• Requests:
1 - In the Bush by numbers list, what percentage of the 11 September hijackers came from Saudi Arabia?
2 - Reproduce the Bush by numbers list word for word, starting at "1: Number of" and continuing up to and including "Laden in his three State of the Union addresses.".

Friday, September 10, 2004

Bush by numbers

BUSH BY NUMBERS
By Graydon Carter / Independent

1005: Current US casualties in IRAQ

1: Number of Bush administration public statements on National security
issued between 20 January 2001 and 10 September 2001 that mentioned
al-Qa'ida.

104: Number of Bush administration public statements on National security and defence in the same period that mentioned Iraq or Saddam Hussein.

0: Number of times Bush mentioned Osama bin Laden in his three State of the Union addresses.

83: Number of times Bush mentioned Saddam, Iraq, or regime (as in change) in his three State of the Union addresses.

$1m Estimated value of a painting the Bush Presidential Library in College Station, Texas, received from Prince Bandar, Saudi Arabia's ambassador to the United States and Bush family friend.

0: Number of times Bush mentioned Saudi Arabia in his three State of the Union addresses.

79: Percentage of the 11 September hijackers who came from Saudi Arabia.

• Dataset records:
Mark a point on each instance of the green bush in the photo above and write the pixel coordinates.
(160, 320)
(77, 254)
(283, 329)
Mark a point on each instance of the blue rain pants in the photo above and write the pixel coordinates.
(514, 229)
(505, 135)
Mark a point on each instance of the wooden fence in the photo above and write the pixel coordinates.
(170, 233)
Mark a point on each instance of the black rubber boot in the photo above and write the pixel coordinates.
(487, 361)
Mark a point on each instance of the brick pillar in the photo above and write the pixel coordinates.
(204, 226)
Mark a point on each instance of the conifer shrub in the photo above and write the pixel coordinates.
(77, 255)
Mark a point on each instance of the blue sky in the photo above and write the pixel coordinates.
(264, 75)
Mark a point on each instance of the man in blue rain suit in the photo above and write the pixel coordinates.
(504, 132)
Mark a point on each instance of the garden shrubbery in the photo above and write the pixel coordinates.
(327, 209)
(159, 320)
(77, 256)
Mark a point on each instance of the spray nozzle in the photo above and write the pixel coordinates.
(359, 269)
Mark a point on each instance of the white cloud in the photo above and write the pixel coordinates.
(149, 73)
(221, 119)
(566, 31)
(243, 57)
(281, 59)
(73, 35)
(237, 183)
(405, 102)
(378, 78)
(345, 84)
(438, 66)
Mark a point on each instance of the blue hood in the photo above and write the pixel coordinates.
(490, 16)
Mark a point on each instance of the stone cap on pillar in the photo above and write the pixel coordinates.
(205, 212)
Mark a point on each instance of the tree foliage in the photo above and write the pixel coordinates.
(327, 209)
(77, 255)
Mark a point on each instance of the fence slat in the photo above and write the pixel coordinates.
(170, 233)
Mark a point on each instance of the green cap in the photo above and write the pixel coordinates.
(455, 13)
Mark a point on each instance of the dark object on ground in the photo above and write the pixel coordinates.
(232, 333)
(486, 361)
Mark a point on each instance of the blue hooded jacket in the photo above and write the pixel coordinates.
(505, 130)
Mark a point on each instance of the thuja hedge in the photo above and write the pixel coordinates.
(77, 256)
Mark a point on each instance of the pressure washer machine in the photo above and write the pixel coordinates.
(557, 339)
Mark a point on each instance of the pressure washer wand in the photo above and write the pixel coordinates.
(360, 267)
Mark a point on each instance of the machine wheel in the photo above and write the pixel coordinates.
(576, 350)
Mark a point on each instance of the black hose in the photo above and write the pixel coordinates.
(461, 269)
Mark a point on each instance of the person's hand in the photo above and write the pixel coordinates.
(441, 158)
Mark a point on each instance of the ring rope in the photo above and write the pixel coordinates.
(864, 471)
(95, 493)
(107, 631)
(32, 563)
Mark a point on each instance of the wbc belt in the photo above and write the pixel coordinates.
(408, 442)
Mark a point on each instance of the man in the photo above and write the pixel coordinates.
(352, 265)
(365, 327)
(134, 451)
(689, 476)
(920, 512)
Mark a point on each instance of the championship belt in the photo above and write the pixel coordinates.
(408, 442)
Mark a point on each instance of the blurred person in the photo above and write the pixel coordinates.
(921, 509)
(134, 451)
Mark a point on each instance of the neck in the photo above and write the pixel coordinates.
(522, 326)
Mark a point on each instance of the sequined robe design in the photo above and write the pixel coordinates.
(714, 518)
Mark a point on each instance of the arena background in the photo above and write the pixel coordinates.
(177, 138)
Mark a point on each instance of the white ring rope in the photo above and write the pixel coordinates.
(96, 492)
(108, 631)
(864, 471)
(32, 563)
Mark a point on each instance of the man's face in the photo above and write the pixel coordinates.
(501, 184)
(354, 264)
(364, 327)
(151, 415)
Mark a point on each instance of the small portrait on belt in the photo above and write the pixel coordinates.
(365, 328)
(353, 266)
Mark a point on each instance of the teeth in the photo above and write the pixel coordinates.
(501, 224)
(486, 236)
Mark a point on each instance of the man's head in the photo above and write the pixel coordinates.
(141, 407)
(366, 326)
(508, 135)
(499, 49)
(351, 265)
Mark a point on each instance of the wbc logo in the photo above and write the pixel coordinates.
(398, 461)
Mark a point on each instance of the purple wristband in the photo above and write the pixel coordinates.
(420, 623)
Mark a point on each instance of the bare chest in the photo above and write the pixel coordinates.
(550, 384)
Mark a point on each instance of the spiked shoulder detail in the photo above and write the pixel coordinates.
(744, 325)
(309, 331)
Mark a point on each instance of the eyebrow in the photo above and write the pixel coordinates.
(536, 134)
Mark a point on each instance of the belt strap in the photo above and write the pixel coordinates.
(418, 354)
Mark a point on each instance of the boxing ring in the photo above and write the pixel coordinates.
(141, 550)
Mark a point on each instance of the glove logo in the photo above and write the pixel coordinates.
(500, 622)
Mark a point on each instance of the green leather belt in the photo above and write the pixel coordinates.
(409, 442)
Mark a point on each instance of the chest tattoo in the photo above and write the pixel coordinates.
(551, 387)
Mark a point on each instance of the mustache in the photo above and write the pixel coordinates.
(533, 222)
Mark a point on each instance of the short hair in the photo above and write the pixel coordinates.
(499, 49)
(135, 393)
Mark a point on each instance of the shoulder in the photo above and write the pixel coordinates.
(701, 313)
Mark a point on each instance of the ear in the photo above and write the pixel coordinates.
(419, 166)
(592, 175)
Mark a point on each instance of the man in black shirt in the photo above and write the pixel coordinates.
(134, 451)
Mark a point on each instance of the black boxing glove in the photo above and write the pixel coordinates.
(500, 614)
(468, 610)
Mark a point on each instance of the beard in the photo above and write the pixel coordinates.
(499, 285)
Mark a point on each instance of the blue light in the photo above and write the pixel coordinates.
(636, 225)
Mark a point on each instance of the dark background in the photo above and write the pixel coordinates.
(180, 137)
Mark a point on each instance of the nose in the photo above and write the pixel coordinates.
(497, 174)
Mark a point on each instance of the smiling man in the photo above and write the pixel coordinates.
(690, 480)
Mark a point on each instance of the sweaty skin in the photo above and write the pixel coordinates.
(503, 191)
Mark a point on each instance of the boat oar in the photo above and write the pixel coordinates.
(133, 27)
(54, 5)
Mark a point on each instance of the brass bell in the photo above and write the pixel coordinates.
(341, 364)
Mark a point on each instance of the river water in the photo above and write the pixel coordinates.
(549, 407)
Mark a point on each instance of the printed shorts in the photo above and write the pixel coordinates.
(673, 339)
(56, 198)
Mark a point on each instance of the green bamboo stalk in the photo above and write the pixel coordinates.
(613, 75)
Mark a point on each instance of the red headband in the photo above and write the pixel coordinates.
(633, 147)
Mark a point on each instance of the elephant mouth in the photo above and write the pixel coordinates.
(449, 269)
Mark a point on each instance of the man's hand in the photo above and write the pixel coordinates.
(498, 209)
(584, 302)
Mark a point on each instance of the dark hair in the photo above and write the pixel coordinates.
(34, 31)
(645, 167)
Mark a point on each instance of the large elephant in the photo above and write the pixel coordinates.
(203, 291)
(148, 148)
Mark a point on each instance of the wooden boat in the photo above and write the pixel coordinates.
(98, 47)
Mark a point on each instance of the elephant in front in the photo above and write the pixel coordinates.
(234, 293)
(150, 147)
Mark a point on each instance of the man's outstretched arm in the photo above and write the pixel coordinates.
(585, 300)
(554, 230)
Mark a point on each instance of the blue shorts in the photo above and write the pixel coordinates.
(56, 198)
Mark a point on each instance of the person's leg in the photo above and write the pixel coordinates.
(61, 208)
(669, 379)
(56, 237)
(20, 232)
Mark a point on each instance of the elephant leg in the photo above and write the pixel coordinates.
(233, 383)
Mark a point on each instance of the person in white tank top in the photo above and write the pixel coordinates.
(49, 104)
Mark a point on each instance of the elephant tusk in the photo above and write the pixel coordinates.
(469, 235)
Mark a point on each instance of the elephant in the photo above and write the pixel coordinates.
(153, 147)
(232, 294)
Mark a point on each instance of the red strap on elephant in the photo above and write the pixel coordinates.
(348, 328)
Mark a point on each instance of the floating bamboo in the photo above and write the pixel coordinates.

• Solutions to the tasks:
1 - 79 percent.

2 -
1: Number of Bush administration public statements on National security
issued between 20 January 2001 and 10 September 2001 that mentioned
al-Qa'ida.

104: Number of Bush administration public statements on National security and defence in the same period that mentioned Iraq or Saddam Hussein.

0: Number of times Bush mentioned Osama bin Laden in his three State of the Union addresses.